WHAT IS NEEDED - Copy the following material word for word, leaving every line unchanged.

Shape annotation entries
-- Begin --
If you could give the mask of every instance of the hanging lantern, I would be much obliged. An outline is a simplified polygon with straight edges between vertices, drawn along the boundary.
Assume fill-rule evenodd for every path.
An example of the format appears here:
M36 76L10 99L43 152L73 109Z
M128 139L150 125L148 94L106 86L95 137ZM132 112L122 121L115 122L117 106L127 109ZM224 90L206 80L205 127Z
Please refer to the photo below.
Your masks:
-- End --
COMPLETE ANSWER -
If you could give the mask of every instance of the hanging lantern, I would be much obliged. An outline is a simplified polygon with straight edges between vertices, drawn along the boundary.
Assume fill-rule evenodd for every path.
An example of the format appears here:
M36 76L10 99L43 152L73 109Z
M128 139L150 125L148 94L106 86L95 137ZM132 112L122 121L115 122L117 106L127 109ZM224 90L206 80L205 127Z
Please refer to the photo below.
Your masks:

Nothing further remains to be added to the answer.